[Description of the task]
Your task is to repeat the records exactly from the line containing "the horse's hoof" onward, through the final line.

[Records]
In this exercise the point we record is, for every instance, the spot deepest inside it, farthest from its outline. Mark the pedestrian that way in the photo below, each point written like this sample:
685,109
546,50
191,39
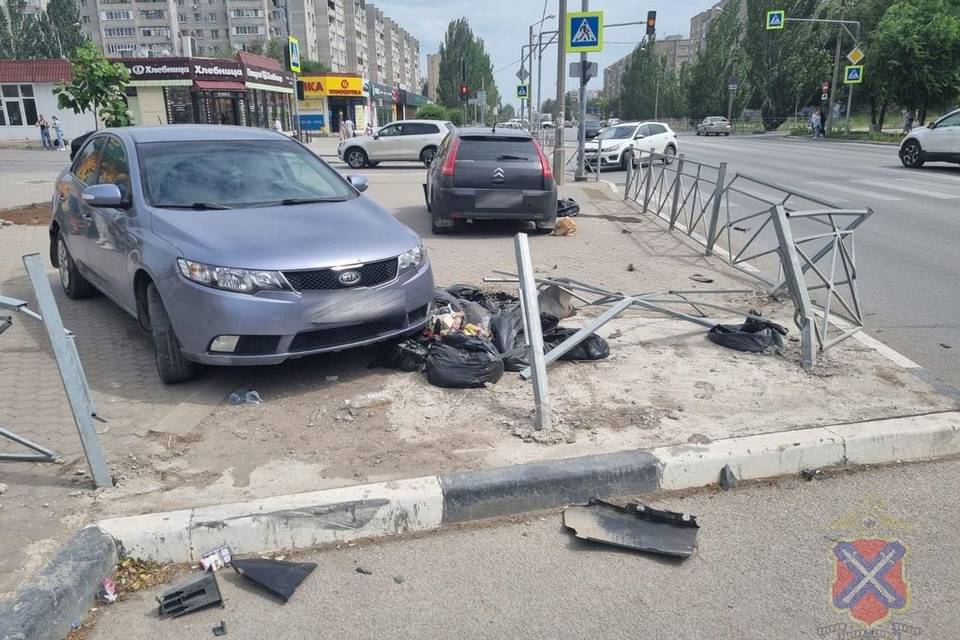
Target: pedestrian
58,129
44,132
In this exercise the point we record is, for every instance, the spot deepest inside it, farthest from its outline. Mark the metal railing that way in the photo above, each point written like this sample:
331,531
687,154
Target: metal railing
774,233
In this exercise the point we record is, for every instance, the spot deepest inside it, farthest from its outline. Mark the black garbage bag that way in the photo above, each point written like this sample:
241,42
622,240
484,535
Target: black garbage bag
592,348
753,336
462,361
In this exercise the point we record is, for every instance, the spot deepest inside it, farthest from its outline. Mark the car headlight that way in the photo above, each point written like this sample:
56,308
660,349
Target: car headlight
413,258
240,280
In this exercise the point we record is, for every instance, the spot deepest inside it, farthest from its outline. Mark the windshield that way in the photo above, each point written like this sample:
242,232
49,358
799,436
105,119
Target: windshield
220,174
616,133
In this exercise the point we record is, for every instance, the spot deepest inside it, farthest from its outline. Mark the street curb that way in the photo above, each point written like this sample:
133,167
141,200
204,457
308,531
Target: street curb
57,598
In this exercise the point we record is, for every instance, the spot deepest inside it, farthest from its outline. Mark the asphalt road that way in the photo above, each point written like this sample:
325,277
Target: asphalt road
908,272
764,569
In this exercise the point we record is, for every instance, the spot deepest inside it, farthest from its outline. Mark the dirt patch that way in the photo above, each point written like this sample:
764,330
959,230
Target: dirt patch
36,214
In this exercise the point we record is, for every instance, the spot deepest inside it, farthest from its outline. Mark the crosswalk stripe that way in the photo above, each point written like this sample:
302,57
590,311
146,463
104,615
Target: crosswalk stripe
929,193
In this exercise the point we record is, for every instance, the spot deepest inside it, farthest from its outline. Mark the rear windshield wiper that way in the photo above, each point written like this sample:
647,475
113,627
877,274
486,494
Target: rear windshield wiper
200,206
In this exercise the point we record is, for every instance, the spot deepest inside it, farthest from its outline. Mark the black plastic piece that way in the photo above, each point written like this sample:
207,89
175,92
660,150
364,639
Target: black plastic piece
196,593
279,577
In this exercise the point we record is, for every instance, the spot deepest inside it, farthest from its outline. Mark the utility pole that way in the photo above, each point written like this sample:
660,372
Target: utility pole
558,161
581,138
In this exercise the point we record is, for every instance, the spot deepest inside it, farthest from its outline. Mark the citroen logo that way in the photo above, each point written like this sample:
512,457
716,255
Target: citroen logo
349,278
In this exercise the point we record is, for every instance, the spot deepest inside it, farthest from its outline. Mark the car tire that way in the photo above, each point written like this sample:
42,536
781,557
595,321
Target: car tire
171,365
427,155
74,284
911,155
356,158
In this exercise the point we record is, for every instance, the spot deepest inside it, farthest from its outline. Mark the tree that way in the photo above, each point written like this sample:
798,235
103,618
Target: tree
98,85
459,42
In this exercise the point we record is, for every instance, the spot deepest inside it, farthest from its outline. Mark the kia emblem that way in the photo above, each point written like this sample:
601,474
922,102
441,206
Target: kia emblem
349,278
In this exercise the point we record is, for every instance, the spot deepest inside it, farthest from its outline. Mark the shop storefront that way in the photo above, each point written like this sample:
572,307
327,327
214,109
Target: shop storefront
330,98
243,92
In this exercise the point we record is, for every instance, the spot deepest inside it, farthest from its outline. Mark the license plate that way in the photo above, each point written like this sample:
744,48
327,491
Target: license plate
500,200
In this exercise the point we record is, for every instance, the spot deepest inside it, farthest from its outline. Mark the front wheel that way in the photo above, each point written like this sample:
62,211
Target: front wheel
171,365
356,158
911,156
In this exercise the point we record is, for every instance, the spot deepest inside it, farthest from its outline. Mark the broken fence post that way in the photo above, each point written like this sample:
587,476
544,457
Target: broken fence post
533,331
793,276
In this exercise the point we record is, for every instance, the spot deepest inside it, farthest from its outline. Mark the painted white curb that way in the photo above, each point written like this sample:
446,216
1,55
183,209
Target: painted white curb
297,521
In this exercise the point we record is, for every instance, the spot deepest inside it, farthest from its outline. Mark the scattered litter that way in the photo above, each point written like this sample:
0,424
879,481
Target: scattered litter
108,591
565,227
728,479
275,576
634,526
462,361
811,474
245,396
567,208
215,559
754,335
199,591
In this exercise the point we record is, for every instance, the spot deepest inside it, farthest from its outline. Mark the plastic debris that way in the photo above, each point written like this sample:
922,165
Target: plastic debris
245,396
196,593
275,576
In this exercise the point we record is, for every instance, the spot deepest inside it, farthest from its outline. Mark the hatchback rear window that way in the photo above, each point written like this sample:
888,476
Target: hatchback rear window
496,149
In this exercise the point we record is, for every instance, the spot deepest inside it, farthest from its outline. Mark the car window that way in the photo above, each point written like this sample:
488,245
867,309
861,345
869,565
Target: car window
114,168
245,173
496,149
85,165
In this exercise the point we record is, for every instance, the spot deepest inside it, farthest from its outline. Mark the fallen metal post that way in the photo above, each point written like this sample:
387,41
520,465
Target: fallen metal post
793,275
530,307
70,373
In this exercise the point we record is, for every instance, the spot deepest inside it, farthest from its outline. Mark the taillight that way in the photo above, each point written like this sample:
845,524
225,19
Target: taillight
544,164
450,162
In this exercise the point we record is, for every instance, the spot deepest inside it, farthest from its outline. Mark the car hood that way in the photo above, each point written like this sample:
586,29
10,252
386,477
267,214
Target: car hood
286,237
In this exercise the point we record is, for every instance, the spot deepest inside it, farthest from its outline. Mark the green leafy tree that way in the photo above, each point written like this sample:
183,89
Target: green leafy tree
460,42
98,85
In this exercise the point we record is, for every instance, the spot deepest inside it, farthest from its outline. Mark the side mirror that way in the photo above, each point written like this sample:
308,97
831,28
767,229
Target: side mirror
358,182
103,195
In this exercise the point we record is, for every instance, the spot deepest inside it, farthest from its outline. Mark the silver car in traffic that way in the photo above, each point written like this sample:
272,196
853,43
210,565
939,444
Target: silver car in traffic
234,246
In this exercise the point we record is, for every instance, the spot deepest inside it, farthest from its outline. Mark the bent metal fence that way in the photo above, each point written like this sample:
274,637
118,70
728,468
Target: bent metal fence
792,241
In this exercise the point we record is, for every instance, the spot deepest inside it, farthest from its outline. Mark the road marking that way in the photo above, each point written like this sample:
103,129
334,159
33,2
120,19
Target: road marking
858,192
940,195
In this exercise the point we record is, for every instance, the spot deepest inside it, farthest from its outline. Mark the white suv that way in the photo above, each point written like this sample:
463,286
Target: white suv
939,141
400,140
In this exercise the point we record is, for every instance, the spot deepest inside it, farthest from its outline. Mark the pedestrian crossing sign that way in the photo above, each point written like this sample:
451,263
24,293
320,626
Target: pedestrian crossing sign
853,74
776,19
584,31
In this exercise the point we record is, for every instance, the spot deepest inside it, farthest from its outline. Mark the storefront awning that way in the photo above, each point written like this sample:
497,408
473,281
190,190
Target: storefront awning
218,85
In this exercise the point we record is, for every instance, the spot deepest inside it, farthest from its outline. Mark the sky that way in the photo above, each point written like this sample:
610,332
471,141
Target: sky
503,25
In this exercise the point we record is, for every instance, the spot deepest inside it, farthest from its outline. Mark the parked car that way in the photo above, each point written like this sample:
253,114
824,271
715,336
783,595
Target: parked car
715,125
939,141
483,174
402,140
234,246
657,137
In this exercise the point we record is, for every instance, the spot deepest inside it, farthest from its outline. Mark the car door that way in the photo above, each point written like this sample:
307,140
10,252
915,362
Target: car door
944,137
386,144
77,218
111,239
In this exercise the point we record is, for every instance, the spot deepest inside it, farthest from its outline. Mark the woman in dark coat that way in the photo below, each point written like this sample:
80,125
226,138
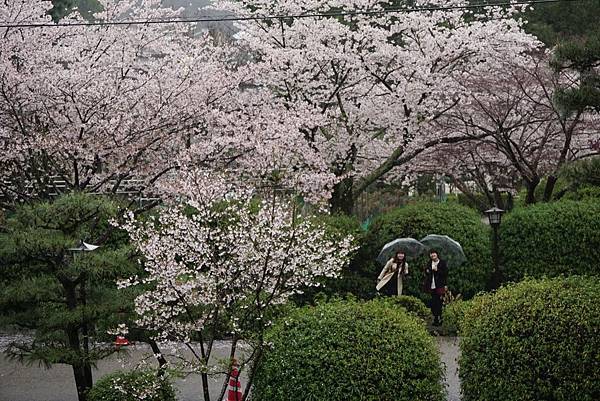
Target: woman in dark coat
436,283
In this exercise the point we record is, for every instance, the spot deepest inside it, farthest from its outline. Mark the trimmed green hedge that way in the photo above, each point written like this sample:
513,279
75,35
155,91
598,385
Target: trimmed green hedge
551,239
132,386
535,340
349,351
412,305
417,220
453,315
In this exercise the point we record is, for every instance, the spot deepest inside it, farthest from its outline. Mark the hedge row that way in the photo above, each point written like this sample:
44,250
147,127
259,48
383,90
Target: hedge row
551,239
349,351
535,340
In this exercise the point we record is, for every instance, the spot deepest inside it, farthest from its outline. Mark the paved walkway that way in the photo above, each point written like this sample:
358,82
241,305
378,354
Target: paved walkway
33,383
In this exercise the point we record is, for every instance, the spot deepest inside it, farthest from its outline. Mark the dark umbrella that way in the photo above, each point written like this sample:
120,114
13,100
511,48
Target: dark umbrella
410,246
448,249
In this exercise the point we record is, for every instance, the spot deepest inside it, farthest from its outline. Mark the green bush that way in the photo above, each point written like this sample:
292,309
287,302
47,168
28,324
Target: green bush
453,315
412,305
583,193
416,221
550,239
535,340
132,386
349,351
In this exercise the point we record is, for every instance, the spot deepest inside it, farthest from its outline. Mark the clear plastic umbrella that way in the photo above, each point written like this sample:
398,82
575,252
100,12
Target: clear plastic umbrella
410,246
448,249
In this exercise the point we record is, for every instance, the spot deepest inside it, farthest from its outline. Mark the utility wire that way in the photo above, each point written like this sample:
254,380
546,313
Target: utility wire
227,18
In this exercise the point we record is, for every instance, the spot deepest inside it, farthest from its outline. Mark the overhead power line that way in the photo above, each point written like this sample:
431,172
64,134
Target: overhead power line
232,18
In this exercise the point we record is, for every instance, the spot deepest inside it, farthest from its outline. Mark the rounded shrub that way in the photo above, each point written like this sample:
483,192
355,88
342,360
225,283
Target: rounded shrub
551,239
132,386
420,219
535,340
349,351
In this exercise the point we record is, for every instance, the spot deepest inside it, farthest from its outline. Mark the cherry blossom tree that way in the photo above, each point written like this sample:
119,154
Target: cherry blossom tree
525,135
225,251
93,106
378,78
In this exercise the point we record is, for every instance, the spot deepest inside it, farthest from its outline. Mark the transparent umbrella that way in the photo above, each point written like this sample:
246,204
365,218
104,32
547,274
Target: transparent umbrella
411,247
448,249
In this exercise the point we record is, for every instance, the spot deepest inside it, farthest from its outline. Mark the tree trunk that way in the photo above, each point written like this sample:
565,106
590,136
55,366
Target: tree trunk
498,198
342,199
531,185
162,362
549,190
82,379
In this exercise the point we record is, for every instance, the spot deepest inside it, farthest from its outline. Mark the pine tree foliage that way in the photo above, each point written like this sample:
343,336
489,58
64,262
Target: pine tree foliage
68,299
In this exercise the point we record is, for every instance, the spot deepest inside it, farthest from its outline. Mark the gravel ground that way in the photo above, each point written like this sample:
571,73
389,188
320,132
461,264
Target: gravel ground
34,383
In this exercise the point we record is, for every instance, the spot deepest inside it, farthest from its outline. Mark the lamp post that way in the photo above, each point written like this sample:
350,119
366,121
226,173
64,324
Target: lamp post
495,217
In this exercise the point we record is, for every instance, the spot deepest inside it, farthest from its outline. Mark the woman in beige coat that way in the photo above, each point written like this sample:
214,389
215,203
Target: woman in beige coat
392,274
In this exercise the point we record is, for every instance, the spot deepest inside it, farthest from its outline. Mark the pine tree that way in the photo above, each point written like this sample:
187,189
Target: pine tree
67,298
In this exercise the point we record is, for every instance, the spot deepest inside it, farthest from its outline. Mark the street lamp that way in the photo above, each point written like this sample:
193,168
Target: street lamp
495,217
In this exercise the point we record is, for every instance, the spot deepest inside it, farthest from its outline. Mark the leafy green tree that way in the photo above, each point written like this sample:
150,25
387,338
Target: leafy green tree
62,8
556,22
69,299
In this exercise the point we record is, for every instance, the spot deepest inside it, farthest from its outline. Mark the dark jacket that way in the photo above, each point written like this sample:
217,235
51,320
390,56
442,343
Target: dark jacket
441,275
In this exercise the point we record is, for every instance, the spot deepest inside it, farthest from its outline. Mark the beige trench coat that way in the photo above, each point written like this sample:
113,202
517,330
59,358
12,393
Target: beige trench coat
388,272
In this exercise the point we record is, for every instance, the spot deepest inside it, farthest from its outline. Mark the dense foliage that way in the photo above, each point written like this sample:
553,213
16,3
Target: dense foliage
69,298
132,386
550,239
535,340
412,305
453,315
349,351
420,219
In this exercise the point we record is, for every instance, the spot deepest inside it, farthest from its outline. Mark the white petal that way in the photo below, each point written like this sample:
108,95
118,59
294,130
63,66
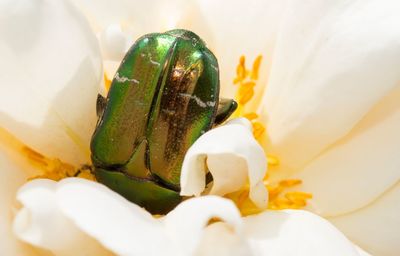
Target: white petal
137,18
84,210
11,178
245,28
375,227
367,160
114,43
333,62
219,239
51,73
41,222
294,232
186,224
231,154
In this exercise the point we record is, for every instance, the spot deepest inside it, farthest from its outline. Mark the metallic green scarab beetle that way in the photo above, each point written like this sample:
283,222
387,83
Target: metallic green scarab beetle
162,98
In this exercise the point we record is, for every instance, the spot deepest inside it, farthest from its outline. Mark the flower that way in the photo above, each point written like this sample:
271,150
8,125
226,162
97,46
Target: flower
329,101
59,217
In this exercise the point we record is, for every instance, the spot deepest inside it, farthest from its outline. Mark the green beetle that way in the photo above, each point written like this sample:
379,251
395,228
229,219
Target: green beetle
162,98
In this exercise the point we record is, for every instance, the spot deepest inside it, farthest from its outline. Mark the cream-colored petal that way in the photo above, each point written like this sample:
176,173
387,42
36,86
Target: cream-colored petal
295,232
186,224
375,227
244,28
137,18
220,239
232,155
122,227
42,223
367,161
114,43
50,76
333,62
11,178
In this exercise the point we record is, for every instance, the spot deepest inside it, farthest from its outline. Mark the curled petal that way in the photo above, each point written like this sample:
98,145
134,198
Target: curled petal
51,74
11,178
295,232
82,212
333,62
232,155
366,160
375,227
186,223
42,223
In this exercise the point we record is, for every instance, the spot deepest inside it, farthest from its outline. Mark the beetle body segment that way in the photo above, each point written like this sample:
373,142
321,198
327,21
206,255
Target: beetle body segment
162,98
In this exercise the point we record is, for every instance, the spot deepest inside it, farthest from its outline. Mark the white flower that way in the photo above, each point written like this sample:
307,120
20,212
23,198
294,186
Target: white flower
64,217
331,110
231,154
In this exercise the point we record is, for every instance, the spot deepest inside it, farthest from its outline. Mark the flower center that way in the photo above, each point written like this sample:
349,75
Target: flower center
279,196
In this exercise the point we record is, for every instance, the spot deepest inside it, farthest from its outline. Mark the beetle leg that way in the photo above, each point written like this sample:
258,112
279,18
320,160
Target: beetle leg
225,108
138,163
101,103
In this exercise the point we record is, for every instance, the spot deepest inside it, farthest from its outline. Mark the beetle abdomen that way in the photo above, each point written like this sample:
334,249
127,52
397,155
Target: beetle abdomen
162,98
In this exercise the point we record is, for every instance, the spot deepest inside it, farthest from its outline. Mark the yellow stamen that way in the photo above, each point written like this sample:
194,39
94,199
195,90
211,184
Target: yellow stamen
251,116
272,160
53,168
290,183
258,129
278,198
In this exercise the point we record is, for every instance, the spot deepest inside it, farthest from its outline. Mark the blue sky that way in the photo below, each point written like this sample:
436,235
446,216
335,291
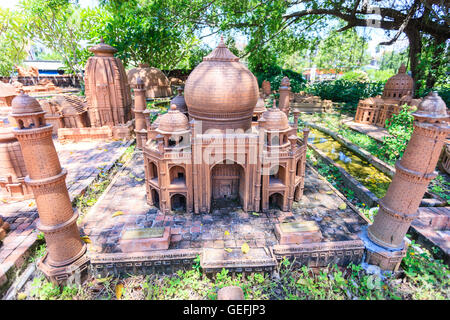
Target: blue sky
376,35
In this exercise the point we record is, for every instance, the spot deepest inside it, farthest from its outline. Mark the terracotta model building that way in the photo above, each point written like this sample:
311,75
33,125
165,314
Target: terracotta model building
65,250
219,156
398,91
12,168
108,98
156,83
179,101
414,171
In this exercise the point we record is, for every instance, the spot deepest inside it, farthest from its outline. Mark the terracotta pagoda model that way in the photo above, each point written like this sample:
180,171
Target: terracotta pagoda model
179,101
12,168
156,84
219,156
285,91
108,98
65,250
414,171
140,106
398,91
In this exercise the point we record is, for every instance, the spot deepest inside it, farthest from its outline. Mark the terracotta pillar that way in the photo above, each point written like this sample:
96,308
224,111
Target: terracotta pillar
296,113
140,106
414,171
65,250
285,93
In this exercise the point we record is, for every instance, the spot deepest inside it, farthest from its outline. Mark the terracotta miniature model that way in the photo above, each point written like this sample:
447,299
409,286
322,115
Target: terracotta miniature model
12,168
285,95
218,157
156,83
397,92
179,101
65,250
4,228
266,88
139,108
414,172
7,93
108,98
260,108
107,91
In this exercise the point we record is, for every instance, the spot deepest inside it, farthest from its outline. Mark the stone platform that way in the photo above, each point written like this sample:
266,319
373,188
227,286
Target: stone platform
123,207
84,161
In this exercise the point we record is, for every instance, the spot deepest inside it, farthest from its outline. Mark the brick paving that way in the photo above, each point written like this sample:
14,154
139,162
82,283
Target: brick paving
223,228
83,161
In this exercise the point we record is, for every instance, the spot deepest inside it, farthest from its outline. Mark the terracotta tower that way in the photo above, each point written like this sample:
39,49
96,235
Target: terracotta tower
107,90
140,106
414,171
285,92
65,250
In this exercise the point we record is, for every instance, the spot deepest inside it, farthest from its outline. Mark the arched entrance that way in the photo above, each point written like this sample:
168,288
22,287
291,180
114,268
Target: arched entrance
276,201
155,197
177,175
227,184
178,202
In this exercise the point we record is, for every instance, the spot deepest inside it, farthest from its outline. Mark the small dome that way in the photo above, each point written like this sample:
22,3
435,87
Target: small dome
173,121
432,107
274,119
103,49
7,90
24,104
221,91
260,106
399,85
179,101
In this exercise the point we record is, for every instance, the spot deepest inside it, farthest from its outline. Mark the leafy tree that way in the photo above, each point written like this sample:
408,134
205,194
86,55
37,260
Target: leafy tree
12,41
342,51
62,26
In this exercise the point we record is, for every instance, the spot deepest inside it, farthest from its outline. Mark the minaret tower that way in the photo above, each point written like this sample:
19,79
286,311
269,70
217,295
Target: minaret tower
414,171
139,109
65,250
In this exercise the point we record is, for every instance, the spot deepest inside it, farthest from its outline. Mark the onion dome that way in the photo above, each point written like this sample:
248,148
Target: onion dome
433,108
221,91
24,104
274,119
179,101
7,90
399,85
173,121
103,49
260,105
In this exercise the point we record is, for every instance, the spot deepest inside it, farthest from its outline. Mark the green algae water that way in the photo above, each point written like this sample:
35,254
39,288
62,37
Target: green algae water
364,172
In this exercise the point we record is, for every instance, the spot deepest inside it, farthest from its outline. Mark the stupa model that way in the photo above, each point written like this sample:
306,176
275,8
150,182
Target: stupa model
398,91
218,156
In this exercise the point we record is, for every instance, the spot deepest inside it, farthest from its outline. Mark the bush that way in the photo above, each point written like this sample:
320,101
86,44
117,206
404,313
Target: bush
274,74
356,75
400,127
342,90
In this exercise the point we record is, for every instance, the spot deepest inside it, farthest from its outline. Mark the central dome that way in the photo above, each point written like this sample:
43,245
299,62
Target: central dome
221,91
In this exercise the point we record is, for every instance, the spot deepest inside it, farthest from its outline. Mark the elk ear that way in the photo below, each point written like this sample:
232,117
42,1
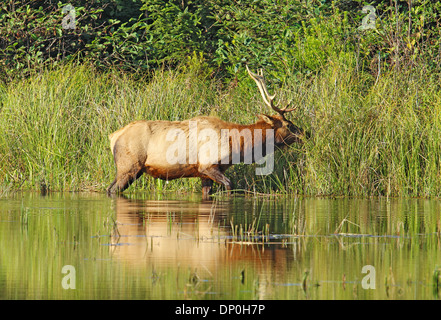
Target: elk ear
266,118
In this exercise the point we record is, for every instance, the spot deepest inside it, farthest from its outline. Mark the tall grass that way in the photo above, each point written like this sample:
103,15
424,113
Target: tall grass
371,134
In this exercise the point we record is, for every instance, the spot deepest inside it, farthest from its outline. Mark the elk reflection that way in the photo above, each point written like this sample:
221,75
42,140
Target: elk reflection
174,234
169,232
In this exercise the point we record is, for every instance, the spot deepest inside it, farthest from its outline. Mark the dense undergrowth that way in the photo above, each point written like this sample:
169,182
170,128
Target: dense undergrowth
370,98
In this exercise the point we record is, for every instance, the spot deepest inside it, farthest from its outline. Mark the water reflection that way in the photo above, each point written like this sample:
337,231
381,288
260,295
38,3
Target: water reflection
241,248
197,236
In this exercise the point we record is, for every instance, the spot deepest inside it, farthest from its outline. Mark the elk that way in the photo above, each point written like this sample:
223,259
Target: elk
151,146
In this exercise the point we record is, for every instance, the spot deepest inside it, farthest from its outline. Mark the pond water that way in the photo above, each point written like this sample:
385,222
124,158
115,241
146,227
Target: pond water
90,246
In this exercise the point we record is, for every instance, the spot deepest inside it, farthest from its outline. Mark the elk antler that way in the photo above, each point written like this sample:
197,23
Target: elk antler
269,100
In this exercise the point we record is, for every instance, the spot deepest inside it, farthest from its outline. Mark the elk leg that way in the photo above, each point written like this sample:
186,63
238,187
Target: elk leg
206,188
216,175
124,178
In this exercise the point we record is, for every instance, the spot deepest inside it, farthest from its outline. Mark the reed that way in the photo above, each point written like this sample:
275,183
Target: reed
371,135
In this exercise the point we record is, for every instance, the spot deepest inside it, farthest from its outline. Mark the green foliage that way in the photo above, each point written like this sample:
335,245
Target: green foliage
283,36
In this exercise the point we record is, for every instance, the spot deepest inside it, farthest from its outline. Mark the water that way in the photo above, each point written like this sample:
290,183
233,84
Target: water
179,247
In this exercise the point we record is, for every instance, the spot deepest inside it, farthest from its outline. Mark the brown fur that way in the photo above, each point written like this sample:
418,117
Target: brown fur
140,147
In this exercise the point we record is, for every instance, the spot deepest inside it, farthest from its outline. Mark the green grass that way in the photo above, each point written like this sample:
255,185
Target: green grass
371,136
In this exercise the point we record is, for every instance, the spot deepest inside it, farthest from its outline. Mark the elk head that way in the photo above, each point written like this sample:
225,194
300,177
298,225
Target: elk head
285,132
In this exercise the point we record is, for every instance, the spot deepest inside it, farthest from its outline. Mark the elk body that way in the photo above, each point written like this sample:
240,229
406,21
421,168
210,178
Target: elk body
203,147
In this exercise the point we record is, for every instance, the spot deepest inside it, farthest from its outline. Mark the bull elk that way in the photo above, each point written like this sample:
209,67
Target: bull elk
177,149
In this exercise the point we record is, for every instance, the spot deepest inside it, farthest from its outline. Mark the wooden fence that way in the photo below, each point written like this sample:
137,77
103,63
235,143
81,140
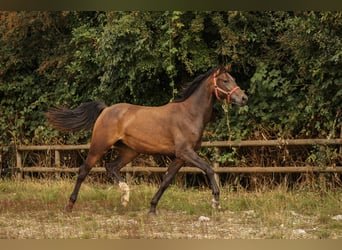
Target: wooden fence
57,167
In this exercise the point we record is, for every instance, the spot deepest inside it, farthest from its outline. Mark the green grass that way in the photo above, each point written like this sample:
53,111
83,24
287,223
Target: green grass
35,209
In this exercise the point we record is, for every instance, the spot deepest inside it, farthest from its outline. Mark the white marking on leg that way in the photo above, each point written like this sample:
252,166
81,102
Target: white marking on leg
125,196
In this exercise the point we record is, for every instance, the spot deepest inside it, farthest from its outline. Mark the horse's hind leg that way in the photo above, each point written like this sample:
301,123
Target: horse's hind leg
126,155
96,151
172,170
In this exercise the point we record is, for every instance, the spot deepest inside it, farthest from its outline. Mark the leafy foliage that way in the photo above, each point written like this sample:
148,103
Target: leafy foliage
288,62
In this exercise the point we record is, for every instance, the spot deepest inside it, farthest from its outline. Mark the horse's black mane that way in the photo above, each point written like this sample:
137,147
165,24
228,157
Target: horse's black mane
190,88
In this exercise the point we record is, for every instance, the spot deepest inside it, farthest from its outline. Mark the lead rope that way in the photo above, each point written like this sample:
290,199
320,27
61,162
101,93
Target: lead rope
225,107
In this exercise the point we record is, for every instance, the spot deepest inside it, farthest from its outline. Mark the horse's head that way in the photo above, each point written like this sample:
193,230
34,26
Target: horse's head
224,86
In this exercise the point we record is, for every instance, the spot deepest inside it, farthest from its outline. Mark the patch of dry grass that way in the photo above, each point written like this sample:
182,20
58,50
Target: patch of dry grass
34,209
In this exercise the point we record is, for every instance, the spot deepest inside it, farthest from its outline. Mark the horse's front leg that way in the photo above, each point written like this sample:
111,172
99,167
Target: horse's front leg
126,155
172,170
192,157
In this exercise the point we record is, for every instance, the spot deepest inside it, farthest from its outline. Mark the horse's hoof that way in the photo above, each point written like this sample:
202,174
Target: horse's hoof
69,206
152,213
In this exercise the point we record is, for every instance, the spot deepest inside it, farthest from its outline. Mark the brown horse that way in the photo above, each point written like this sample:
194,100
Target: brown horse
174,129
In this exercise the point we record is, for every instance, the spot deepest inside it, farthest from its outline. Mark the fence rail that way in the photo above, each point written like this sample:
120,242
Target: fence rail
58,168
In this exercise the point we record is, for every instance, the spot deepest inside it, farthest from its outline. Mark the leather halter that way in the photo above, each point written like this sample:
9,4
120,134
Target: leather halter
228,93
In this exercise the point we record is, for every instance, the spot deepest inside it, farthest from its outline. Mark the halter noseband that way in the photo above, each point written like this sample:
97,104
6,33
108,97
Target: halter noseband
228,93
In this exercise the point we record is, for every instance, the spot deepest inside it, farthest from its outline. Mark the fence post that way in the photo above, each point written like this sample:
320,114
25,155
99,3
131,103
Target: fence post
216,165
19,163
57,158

[Solution to this problem]
In this exercise the point we record is, for every instance, the spot deepest inside it, farthest from its outline. Mark the horse's hoof that way in the photo above, each point written like this sample:
202,174
Target: horse's hoof
69,206
152,213
In this exercise the point we record is, for every instance, the spot deepest inside it, farthest from its outline. Mark the brown horse that way in the photo above, each point written like this sample:
194,100
Target: brown horse
174,129
In this exercise the point we record is, for every instance, the spot deepest inside it, farthest from its outline. Mark the fence rail that way in the photo above, each point written like this sample:
120,242
Target: fence rail
58,168
In this exercise the point we record is, for every instance, the spot deepest inside it, farthest from its outline. Mark the leather halter that way in the photo above, each point written like this sample:
9,4
120,134
Target: leather halter
228,93
In this exercise the point we record is, for every instance, the spot deepest inside it, farthest from its outline. Mark the halter noseband that way in the photo above, each point written like this sample:
97,104
6,33
108,97
Target: halter noseband
228,93
In this exercise the point we record is, for every instance, the spot deepest inside it, farthest from its outline. Mark the fence post that way in the photo above, each point written like this sample:
320,114
25,155
99,3
131,103
Target: fence post
216,165
19,163
57,158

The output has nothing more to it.